## Формулировка задания
Оформите все строки из записей как JSON-список строк, где каждой строке соответствует отдельный элемент списка. Пустые строки не включайте.

Записи

*****

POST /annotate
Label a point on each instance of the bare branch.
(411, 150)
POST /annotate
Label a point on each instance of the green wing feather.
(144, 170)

*****

## Ожидаемый ответ
[
  "POST /annotate",
  "Label a point on each instance of the bare branch.",
  "(411, 150)",
  "POST /annotate",
  "Label a point on each instance of the green wing feather.",
  "(144, 170)"
]